Short problem = Rewrite the records from their start through the line containing "POLYGON ((93 155, 93", inclusive, changing "metal bollard" to "steel post" and keeping everything else the same. Leave the pictures out of your answer.

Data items
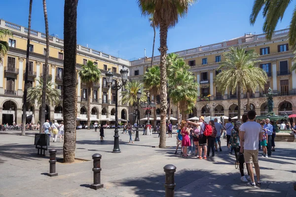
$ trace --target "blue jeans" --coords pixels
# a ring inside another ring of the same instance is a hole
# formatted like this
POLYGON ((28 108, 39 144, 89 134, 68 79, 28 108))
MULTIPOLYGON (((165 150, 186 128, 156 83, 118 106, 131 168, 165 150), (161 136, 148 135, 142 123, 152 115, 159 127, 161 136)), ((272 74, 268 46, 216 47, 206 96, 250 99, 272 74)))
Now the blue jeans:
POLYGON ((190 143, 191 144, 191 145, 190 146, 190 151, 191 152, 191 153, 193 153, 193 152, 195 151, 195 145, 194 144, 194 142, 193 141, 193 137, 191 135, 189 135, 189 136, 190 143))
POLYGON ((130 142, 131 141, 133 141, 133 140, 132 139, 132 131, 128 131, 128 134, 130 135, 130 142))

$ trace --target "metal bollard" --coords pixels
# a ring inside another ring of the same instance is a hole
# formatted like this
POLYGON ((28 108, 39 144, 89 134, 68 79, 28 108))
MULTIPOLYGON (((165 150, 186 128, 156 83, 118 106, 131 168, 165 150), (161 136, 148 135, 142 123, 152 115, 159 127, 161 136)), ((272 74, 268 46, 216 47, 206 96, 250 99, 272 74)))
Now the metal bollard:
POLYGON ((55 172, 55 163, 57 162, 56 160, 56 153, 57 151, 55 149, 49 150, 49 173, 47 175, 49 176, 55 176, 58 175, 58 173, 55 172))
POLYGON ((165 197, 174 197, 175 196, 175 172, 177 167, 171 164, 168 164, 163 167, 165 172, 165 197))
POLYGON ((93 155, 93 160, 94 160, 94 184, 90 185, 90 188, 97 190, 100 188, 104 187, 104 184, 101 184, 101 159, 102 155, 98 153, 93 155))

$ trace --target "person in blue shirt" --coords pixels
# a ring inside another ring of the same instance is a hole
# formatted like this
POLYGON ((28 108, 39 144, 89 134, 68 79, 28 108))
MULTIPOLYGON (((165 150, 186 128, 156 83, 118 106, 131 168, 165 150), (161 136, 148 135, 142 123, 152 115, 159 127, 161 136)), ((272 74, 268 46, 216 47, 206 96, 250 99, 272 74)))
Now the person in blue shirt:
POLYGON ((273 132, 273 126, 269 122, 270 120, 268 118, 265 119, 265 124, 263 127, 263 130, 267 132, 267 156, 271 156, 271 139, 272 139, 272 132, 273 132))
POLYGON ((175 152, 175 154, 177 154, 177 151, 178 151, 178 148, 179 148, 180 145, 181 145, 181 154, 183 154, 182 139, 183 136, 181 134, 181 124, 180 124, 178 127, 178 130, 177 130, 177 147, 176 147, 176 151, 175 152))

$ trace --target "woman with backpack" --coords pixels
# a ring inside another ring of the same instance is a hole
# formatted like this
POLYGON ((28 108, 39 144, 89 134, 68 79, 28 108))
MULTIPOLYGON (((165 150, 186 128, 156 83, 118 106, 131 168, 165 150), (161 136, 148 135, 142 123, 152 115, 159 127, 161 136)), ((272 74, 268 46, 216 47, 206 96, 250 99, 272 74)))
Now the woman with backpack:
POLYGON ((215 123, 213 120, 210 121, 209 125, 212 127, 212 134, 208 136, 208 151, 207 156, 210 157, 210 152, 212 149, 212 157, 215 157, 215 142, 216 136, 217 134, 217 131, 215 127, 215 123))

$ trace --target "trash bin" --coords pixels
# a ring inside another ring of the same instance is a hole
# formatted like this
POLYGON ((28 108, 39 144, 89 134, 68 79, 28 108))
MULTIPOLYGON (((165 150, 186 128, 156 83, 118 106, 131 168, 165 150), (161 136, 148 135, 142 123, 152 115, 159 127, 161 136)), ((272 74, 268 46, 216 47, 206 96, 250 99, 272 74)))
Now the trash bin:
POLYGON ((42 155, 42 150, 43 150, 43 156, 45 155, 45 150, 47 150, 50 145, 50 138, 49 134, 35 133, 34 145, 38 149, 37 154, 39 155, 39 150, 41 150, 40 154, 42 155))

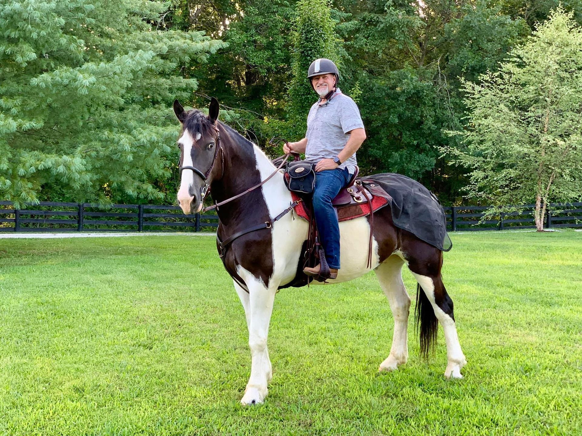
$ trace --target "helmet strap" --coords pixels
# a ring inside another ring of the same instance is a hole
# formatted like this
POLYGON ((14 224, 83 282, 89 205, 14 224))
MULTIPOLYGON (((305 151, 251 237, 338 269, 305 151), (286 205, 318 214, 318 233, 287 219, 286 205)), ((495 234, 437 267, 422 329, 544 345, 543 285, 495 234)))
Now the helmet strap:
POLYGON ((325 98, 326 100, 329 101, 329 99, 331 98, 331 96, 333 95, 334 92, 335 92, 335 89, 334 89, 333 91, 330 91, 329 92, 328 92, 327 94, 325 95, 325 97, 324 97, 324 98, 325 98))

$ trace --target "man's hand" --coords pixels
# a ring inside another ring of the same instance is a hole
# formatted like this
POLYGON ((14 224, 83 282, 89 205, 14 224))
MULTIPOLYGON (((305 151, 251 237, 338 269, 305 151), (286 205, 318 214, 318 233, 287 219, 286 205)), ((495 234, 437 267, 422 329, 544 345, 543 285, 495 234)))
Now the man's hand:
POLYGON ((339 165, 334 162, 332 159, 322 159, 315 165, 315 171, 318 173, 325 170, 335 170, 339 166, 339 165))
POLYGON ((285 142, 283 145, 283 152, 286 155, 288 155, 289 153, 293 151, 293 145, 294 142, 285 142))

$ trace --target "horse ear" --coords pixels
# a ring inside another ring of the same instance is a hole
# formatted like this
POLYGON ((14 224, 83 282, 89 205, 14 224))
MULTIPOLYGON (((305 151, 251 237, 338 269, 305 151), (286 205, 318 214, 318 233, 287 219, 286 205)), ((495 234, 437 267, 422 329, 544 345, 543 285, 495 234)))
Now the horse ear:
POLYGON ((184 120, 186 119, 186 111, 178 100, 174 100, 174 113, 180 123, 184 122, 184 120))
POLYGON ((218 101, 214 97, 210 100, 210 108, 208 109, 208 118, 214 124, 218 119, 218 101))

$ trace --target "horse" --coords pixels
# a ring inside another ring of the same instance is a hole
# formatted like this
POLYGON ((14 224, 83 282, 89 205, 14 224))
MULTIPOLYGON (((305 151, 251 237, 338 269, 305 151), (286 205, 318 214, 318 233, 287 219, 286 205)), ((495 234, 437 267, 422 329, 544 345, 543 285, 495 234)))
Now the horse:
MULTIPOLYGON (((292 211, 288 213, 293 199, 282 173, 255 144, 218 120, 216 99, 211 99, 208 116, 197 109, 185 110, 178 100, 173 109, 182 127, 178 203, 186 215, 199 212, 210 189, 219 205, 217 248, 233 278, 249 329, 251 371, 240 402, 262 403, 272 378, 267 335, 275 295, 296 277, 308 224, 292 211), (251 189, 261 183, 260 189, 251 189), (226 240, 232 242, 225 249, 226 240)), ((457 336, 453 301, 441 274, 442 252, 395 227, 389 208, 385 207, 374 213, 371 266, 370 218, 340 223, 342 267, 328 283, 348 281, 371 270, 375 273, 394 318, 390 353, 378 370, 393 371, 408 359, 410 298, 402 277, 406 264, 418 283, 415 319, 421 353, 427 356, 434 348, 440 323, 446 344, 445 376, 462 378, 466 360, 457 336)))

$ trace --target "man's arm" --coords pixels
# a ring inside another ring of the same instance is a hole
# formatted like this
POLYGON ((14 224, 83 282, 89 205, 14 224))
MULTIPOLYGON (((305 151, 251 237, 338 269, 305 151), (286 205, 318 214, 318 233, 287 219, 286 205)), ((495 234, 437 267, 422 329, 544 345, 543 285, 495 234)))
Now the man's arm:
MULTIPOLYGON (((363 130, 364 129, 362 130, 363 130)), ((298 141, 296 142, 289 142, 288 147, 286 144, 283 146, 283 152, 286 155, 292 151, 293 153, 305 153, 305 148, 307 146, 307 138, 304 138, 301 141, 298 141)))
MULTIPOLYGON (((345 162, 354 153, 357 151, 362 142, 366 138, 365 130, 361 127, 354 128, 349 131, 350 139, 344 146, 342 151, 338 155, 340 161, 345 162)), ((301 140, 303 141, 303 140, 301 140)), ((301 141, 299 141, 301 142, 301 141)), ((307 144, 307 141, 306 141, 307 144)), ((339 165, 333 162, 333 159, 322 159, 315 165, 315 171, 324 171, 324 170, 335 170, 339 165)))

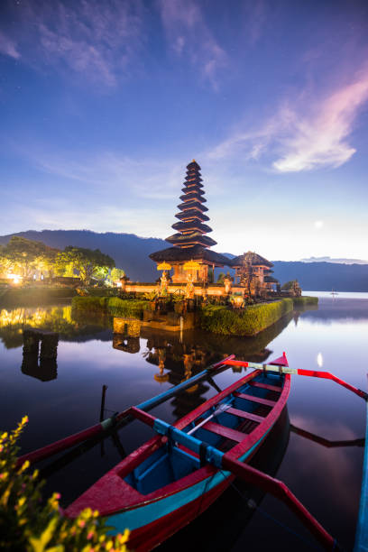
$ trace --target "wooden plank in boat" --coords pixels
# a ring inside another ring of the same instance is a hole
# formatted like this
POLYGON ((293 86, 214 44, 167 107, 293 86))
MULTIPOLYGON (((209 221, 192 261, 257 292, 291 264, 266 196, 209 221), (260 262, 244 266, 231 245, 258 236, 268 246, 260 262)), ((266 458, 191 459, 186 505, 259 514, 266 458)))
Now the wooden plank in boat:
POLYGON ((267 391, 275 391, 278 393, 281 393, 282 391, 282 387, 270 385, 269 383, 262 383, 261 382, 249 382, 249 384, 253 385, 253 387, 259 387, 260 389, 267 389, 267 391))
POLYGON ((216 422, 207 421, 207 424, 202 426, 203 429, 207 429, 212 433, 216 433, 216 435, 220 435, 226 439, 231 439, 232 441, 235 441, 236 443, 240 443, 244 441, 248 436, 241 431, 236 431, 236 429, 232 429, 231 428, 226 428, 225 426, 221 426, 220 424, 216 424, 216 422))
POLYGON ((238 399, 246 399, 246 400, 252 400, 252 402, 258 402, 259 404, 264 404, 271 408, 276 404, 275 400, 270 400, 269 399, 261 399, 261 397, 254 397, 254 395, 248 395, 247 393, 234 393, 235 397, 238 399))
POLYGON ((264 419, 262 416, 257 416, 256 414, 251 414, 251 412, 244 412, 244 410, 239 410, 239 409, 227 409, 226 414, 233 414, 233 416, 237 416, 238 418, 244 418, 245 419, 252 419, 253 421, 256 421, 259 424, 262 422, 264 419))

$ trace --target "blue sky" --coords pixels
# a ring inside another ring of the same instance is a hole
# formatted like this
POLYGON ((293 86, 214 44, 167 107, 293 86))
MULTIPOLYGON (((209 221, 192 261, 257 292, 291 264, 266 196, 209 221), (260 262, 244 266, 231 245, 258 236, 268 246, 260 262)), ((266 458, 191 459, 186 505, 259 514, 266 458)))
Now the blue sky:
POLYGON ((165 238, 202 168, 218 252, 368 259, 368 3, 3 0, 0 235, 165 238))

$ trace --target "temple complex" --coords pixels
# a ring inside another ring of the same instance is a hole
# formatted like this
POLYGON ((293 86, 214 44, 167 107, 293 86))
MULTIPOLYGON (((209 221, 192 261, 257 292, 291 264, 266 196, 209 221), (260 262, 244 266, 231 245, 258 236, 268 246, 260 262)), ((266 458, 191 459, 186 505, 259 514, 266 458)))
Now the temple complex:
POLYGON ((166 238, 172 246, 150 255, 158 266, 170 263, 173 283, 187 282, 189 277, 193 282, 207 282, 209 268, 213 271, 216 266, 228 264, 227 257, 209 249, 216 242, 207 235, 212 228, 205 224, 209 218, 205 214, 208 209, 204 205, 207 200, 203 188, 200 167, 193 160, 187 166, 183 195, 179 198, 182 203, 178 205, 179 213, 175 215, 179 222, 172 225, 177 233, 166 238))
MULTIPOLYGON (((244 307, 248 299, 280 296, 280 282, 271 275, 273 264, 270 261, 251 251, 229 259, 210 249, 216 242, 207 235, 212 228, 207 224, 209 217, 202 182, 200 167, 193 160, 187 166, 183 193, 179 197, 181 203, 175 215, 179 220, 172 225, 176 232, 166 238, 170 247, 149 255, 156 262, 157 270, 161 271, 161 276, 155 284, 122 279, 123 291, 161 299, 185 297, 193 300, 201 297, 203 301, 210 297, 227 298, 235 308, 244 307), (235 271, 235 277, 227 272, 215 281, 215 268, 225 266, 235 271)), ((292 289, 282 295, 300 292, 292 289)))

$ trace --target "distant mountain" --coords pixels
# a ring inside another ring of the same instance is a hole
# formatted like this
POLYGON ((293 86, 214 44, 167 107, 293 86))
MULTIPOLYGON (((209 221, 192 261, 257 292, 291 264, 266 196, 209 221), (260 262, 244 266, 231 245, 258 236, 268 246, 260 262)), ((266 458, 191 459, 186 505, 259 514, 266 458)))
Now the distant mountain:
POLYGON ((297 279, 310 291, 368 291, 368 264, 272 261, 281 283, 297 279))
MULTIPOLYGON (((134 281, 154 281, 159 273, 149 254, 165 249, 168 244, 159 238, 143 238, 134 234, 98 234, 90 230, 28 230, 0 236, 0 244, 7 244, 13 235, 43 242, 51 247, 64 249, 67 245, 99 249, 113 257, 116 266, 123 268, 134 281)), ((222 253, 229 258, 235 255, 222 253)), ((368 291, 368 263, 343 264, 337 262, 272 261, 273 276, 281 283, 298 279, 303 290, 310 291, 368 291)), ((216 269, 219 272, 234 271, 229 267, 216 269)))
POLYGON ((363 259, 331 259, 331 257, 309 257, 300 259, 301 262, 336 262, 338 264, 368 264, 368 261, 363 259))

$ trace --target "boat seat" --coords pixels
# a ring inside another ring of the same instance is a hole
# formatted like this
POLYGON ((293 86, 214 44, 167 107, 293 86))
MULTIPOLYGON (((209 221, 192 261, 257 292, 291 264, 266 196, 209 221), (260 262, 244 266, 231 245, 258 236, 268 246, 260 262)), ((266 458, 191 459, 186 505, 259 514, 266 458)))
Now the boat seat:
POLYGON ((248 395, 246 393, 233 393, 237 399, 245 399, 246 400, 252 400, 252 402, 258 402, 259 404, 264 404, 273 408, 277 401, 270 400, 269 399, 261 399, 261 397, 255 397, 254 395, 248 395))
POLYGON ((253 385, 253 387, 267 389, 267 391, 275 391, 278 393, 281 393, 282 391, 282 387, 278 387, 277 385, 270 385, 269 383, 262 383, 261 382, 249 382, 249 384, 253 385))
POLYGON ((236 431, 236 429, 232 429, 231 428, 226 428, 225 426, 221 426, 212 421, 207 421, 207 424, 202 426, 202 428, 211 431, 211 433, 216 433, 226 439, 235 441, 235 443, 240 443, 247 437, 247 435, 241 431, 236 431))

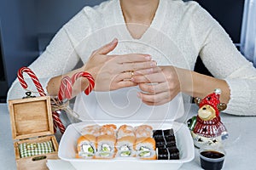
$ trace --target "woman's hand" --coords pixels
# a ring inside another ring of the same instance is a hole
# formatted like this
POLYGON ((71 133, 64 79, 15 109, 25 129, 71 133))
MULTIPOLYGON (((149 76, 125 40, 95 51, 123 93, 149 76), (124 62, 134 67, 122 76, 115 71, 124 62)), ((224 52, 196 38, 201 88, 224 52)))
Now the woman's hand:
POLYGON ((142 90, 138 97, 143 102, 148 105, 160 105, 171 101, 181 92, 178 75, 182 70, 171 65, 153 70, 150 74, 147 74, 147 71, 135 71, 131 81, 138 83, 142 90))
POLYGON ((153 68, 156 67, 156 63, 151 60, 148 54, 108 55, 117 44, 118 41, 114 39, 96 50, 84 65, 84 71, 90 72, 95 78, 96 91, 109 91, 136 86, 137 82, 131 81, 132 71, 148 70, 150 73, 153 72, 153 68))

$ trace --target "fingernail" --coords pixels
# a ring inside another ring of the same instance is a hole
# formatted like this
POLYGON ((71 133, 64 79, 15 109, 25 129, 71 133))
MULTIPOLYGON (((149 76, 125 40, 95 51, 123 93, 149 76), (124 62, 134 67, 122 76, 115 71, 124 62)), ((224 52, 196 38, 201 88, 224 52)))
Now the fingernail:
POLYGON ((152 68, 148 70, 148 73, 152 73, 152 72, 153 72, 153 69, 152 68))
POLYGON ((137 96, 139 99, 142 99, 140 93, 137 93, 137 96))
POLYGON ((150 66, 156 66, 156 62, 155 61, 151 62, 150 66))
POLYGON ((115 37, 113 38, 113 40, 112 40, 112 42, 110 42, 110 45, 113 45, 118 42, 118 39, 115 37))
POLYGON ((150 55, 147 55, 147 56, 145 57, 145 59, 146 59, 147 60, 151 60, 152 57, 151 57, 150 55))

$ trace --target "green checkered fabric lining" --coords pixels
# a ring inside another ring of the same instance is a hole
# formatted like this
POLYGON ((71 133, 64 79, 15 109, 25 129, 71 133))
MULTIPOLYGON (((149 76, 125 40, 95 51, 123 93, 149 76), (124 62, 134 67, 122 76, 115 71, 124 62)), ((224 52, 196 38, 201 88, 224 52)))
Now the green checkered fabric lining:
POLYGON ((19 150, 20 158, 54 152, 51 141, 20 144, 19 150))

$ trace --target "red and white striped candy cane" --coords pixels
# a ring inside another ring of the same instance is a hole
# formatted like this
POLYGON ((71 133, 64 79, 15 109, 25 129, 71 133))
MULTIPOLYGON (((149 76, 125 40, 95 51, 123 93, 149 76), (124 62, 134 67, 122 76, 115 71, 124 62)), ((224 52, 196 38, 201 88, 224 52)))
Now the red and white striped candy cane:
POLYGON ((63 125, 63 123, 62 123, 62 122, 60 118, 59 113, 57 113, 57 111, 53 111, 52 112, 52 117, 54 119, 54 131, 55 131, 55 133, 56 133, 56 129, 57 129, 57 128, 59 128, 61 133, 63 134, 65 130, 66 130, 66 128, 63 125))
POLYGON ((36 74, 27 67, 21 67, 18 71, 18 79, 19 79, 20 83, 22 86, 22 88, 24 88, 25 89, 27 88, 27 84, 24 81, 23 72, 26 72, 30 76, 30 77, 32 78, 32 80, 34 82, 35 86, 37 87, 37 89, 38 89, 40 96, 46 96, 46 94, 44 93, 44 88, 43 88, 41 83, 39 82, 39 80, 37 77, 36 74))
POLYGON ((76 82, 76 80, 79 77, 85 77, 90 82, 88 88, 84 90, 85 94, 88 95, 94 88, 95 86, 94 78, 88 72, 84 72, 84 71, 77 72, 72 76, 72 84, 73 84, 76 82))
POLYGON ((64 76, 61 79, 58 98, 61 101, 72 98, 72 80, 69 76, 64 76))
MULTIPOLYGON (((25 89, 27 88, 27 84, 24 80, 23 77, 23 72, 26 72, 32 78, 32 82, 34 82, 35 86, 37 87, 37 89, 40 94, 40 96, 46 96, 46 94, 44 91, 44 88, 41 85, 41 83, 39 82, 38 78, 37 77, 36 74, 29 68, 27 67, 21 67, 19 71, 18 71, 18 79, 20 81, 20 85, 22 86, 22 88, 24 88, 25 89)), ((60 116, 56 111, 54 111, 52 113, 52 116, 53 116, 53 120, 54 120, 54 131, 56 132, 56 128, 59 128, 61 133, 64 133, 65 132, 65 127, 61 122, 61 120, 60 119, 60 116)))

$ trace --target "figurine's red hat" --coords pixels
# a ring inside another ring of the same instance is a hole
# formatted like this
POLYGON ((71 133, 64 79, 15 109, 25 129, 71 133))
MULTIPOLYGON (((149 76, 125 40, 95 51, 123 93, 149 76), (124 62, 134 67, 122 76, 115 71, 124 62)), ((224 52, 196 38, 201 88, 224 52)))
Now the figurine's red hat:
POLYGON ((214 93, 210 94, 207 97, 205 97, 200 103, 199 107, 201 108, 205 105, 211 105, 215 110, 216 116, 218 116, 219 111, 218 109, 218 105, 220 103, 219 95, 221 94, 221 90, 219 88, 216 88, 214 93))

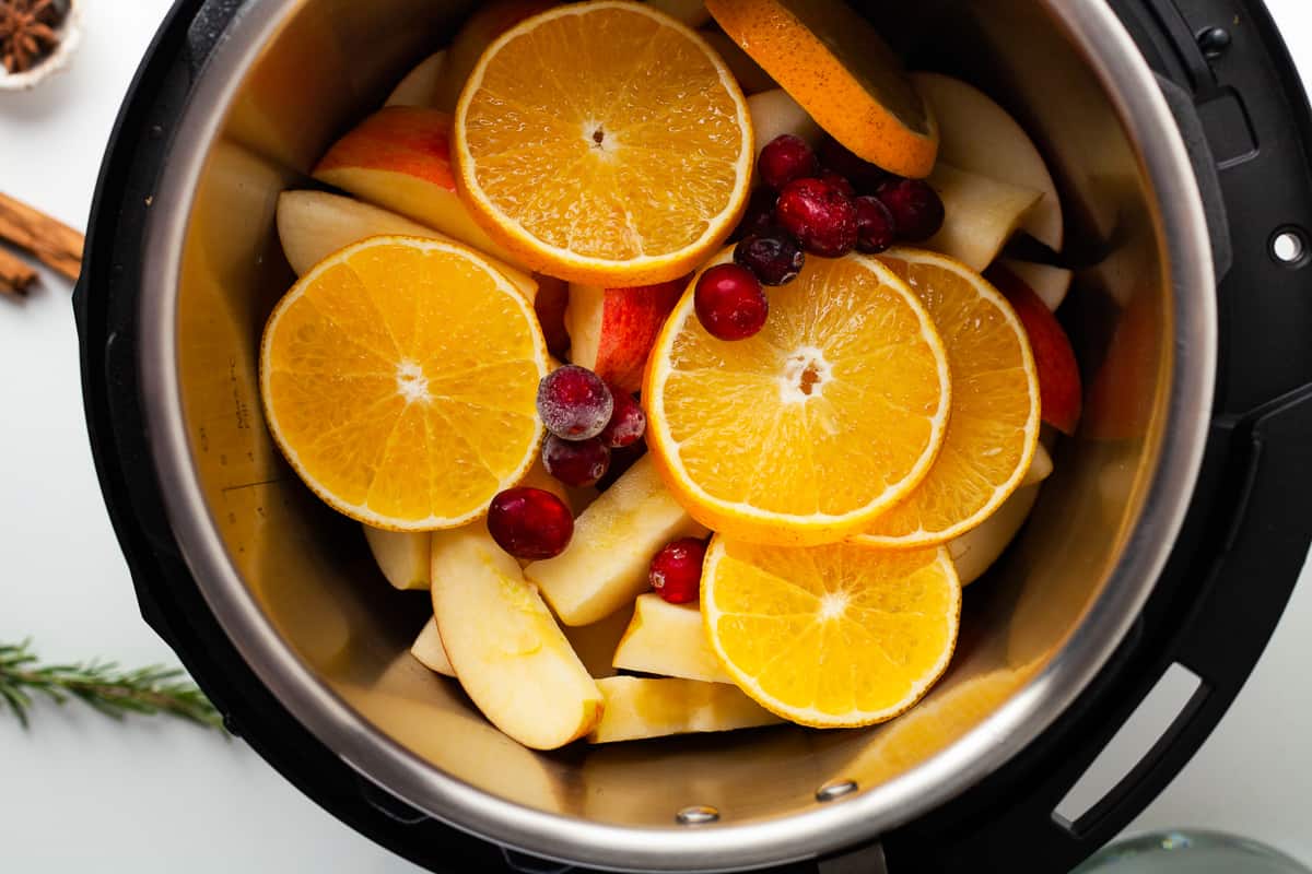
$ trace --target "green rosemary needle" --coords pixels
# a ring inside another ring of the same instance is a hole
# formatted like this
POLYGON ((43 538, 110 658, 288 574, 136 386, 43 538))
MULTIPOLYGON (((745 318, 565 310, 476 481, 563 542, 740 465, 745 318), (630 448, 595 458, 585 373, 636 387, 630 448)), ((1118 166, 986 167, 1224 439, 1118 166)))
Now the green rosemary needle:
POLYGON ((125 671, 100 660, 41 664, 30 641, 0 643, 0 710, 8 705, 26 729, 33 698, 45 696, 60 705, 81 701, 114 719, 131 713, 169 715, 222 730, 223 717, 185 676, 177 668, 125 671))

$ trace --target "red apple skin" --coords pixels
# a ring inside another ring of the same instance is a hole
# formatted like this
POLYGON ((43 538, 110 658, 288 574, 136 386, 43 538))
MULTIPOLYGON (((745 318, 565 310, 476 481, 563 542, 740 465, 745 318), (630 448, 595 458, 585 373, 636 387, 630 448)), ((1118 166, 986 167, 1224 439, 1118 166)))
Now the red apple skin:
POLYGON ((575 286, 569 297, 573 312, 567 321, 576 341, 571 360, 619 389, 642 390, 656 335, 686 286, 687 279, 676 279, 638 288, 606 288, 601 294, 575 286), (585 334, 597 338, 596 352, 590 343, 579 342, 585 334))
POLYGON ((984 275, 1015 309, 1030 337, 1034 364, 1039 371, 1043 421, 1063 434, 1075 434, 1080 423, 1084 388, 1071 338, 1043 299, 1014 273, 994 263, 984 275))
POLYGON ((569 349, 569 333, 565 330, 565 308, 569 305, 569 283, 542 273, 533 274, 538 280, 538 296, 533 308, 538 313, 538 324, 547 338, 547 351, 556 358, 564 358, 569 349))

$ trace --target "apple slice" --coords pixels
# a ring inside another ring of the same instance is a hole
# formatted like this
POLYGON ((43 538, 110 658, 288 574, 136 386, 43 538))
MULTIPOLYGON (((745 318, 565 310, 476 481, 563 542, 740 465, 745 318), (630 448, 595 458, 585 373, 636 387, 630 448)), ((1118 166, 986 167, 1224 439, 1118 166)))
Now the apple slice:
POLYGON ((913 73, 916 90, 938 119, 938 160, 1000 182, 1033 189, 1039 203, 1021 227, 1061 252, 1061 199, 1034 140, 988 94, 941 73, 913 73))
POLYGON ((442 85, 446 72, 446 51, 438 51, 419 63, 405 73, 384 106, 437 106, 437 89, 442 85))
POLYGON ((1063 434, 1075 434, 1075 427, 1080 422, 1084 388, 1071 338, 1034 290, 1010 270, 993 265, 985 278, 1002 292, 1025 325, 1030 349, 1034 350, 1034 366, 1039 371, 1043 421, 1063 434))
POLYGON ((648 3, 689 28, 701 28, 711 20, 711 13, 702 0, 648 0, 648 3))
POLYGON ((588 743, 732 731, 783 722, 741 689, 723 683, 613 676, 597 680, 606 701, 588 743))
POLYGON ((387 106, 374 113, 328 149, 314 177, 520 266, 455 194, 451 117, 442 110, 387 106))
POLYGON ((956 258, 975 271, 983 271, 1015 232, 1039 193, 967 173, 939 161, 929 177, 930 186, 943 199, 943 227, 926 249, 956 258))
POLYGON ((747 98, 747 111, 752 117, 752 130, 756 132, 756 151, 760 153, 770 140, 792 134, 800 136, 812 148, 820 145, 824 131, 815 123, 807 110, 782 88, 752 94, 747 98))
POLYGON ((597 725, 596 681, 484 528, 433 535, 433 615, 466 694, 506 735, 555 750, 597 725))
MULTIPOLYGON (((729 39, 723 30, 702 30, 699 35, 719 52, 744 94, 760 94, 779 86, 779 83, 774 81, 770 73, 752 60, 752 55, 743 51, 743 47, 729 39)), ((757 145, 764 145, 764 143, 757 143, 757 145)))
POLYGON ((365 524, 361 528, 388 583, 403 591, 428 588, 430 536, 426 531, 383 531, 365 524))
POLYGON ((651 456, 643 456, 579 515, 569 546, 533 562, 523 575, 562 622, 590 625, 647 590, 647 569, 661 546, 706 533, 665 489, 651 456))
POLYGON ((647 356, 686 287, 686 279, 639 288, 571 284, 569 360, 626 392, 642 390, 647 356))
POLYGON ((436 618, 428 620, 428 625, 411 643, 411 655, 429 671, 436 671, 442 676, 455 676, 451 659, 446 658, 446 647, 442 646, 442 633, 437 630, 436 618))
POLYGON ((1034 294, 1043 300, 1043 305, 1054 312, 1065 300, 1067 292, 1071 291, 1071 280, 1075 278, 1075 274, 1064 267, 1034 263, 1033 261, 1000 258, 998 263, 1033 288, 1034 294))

Complete output =
$ trace --target "blue jeans" --coords pixels
# a ring inside another ring of the same instance is a hole
# formatted like this
POLYGON ((28 108, 39 144, 89 134, 68 79, 28 108))
MULTIPOLYGON (((165 150, 186 128, 156 83, 118 106, 131 168, 165 150), (161 136, 148 135, 142 123, 152 115, 159 127, 161 136)), ((272 74, 268 46, 216 47, 206 96, 250 99, 272 74)))
Now the blue jeans:
POLYGON ((190 143, 191 144, 191 145, 190 146, 190 151, 191 152, 191 153, 193 153, 193 152, 195 151, 195 145, 194 144, 194 142, 193 141, 193 137, 191 135, 189 135, 189 136, 190 143))
POLYGON ((130 142, 131 141, 133 141, 133 140, 132 139, 132 131, 128 131, 128 134, 130 135, 130 142))

$ trace --target "steel post" --coords pixels
# a ring inside another ring of the same instance is a hole
# formatted like this
POLYGON ((28 108, 39 144, 89 134, 68 79, 28 108))
MULTIPOLYGON (((165 150, 186 128, 156 83, 118 106, 131 168, 165 150), (161 136, 148 135, 142 123, 152 115, 159 127, 161 136)), ((272 74, 268 46, 216 47, 206 96, 250 99, 272 74)))
Now the steel post:
POLYGON ((55 172, 55 163, 57 162, 56 160, 56 153, 57 151, 55 149, 49 150, 49 173, 47 175, 49 176, 55 176, 58 175, 58 173, 55 172))
POLYGON ((165 197, 174 197, 175 196, 175 172, 177 167, 171 164, 168 164, 163 167, 165 172, 165 197))
POLYGON ((93 155, 93 160, 94 160, 94 184, 90 185, 90 188, 97 190, 100 188, 104 187, 104 184, 101 184, 101 159, 102 155, 98 153, 93 155))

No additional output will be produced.